### [REQUEST]
Reproduce the records below word for word, starting with the line that contains "For every instance of the pink" and ending with the last line of the records, including both of those lines.
** start of GIVEN RECORDS **
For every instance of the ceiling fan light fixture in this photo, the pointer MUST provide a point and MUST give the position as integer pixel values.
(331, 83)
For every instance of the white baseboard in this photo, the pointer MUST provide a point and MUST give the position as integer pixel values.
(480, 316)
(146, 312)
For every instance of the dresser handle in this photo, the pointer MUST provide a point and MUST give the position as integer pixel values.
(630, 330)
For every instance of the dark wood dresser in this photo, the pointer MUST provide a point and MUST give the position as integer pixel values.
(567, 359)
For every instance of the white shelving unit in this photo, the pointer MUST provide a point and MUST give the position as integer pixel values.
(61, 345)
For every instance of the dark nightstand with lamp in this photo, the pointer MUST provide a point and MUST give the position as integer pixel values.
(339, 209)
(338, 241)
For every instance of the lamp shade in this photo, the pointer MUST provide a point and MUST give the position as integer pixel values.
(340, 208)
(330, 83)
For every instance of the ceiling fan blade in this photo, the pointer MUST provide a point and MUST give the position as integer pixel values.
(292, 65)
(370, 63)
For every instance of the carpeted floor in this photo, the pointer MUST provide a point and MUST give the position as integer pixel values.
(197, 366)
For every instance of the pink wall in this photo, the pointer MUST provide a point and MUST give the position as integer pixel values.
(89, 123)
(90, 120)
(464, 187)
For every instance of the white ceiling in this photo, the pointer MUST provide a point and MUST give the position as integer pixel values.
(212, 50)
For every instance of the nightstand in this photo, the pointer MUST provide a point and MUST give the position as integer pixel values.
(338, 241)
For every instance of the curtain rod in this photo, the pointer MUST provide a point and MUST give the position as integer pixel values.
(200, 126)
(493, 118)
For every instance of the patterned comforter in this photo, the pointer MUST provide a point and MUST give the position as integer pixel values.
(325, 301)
** end of GIVEN RECORDS **
### [TASK RESPONSE]
For every instance of the pink wall in this photo, the pointer MUST provide a point and MUST give the position as integer pixel values.
(89, 123)
(90, 120)
(464, 187)
For every instance of the white ceiling in this photo, the pointer MUST provide a point and MUST give the position as integer pixel values.
(212, 50)
For every instance of the nightstand in this photo, the pointer MUST provide a point and MUST give the position as integer pixel values.
(338, 241)
For every instance of the curtain rod in this photo, the pointer MUST provide a point and MUST give the position as integer pixel values.
(200, 126)
(493, 118)
For every instance of the patterned comforter in this photo, the pointer MUST provide a point and MUST give the position as integer pixel values.
(325, 301)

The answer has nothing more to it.